• [Task goal]:
Report every line of the material below that contains the string "shorts", treating uppercase and lowercase as different.

** Start of Material provided **

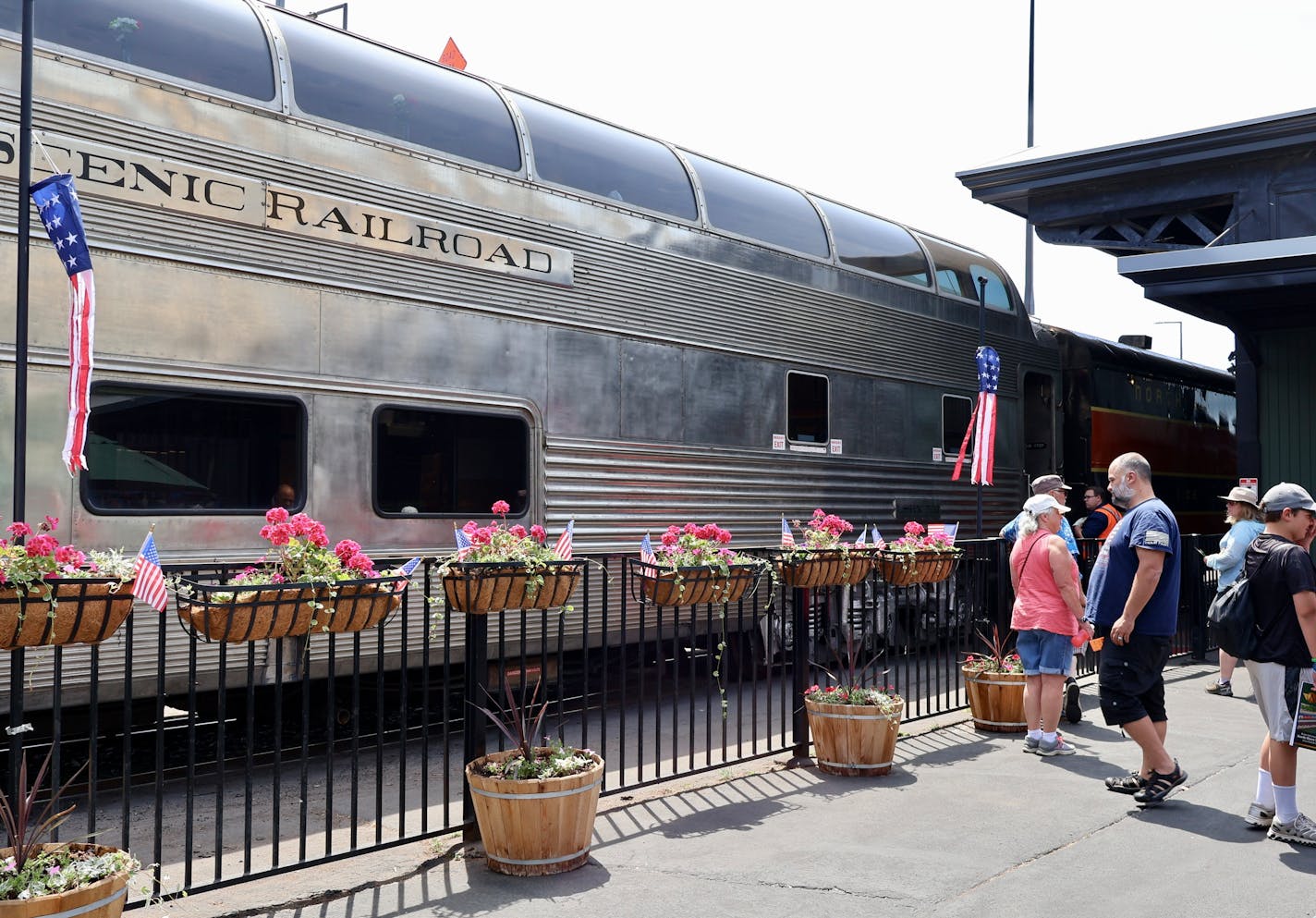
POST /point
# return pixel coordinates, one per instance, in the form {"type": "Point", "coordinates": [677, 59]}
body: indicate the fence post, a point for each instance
{"type": "Point", "coordinates": [800, 675]}
{"type": "Point", "coordinates": [472, 722]}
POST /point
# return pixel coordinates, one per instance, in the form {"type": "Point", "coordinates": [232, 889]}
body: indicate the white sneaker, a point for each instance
{"type": "Point", "coordinates": [1299, 831]}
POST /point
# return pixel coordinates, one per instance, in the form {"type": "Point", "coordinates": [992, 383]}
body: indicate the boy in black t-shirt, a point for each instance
{"type": "Point", "coordinates": [1284, 595]}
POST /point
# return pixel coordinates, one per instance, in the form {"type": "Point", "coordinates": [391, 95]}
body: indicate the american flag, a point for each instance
{"type": "Point", "coordinates": [947, 530]}
{"type": "Point", "coordinates": [56, 203]}
{"type": "Point", "coordinates": [407, 572]}
{"type": "Point", "coordinates": [463, 543]}
{"type": "Point", "coordinates": [564, 546]}
{"type": "Point", "coordinates": [982, 423]}
{"type": "Point", "coordinates": [148, 577]}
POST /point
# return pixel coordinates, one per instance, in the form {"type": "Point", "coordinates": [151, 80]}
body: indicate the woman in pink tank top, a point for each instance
{"type": "Point", "coordinates": [1048, 614]}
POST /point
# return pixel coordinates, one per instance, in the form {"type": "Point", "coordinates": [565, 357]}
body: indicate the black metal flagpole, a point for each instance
{"type": "Point", "coordinates": [20, 373]}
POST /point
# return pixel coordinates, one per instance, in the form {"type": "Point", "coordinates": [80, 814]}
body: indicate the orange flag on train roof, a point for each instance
{"type": "Point", "coordinates": [452, 56]}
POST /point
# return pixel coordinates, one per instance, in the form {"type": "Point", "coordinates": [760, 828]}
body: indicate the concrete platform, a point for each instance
{"type": "Point", "coordinates": [966, 825]}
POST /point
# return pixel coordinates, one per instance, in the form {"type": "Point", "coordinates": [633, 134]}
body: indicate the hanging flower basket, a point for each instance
{"type": "Point", "coordinates": [692, 585]}
{"type": "Point", "coordinates": [225, 613]}
{"type": "Point", "coordinates": [478, 588]}
{"type": "Point", "coordinates": [79, 611]}
{"type": "Point", "coordinates": [824, 567]}
{"type": "Point", "coordinates": [908, 568]}
{"type": "Point", "coordinates": [854, 741]}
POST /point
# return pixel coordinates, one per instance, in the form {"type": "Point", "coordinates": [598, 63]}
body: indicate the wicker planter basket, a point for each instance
{"type": "Point", "coordinates": [103, 899]}
{"type": "Point", "coordinates": [854, 741]}
{"type": "Point", "coordinates": [217, 613]}
{"type": "Point", "coordinates": [996, 701]}
{"type": "Point", "coordinates": [908, 568]}
{"type": "Point", "coordinates": [84, 611]}
{"type": "Point", "coordinates": [534, 827]}
{"type": "Point", "coordinates": [691, 586]}
{"type": "Point", "coordinates": [491, 586]}
{"type": "Point", "coordinates": [825, 567]}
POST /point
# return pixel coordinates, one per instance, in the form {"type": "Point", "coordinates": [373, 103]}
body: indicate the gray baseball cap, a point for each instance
{"type": "Point", "coordinates": [1287, 496]}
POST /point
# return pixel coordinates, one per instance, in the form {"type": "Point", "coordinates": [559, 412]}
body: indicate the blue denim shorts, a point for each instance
{"type": "Point", "coordinates": [1043, 652]}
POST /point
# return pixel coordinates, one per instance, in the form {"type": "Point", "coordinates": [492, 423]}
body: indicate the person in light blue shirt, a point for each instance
{"type": "Point", "coordinates": [1242, 514]}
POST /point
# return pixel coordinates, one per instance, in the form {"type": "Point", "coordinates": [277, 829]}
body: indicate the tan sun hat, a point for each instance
{"type": "Point", "coordinates": [1242, 496]}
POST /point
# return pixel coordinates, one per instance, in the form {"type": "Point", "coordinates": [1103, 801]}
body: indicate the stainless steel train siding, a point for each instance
{"type": "Point", "coordinates": [652, 385]}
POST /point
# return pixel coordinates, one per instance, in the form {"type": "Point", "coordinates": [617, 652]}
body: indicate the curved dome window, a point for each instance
{"type": "Point", "coordinates": [750, 205]}
{"type": "Point", "coordinates": [605, 161]}
{"type": "Point", "coordinates": [870, 244]}
{"type": "Point", "coordinates": [958, 272]}
{"type": "Point", "coordinates": [372, 87]}
{"type": "Point", "coordinates": [217, 43]}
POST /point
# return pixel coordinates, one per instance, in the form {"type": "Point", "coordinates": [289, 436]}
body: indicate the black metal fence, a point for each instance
{"type": "Point", "coordinates": [219, 762]}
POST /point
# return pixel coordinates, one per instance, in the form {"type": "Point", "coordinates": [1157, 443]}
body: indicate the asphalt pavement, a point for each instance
{"type": "Point", "coordinates": [965, 825]}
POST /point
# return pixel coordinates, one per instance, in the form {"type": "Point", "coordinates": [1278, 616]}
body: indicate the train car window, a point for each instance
{"type": "Point", "coordinates": [605, 161]}
{"type": "Point", "coordinates": [449, 462]}
{"type": "Point", "coordinates": [211, 43]}
{"type": "Point", "coordinates": [874, 245]}
{"type": "Point", "coordinates": [758, 208]}
{"type": "Point", "coordinates": [152, 449]}
{"type": "Point", "coordinates": [806, 407]}
{"type": "Point", "coordinates": [956, 411]}
{"type": "Point", "coordinates": [958, 272]}
{"type": "Point", "coordinates": [376, 89]}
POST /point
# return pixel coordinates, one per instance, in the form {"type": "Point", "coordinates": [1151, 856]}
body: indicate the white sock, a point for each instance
{"type": "Point", "coordinates": [1286, 803]}
{"type": "Point", "coordinates": [1265, 789]}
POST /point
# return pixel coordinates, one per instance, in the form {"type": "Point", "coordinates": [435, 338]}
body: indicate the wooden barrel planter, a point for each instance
{"type": "Point", "coordinates": [233, 616]}
{"type": "Point", "coordinates": [853, 741]}
{"type": "Point", "coordinates": [80, 611]}
{"type": "Point", "coordinates": [996, 701]}
{"type": "Point", "coordinates": [828, 567]}
{"type": "Point", "coordinates": [534, 827]}
{"type": "Point", "coordinates": [691, 586]}
{"type": "Point", "coordinates": [491, 586]}
{"type": "Point", "coordinates": [103, 899]}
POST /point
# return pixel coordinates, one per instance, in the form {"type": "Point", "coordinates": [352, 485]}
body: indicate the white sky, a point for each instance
{"type": "Point", "coordinates": [878, 104]}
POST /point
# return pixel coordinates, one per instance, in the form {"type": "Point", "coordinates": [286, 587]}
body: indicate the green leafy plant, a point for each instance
{"type": "Point", "coordinates": [998, 659]}
{"type": "Point", "coordinates": [520, 722]}
{"type": "Point", "coordinates": [36, 868]}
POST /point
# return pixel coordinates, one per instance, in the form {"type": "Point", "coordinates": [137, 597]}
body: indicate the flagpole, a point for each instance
{"type": "Point", "coordinates": [982, 343]}
{"type": "Point", "coordinates": [20, 335]}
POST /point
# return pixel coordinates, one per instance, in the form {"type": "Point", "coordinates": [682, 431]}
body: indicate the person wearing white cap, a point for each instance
{"type": "Point", "coordinates": [1242, 514]}
{"type": "Point", "coordinates": [1048, 614]}
{"type": "Point", "coordinates": [1284, 598]}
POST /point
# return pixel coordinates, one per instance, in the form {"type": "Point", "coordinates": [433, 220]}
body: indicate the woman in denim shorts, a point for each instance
{"type": "Point", "coordinates": [1048, 614]}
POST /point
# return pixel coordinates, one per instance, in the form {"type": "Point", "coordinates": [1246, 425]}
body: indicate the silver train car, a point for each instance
{"type": "Point", "coordinates": [402, 292]}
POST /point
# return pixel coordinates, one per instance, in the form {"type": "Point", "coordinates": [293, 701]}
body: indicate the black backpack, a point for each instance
{"type": "Point", "coordinates": [1234, 618]}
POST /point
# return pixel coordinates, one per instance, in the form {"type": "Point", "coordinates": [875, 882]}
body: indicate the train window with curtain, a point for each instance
{"type": "Point", "coordinates": [152, 449]}
{"type": "Point", "coordinates": [806, 407]}
{"type": "Point", "coordinates": [956, 411]}
{"type": "Point", "coordinates": [871, 244]}
{"type": "Point", "coordinates": [605, 161]}
{"type": "Point", "coordinates": [750, 205]}
{"type": "Point", "coordinates": [958, 272]}
{"type": "Point", "coordinates": [211, 43]}
{"type": "Point", "coordinates": [434, 462]}
{"type": "Point", "coordinates": [341, 78]}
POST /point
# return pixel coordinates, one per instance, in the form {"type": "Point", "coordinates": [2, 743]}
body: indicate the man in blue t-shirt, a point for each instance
{"type": "Point", "coordinates": [1133, 601]}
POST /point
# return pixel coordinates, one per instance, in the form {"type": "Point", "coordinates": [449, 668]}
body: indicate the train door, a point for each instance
{"type": "Point", "coordinates": [1040, 455]}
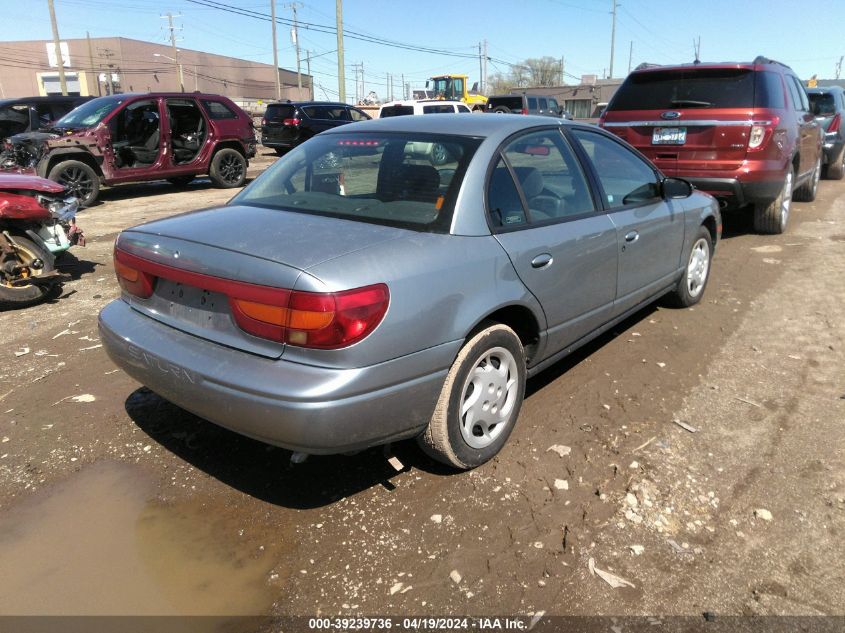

** End of Material provided **

• [Output of the task]:
body: indicate the blue denim shorts, a point for each instance
body: indicate the woman in denim shorts, a point for each instance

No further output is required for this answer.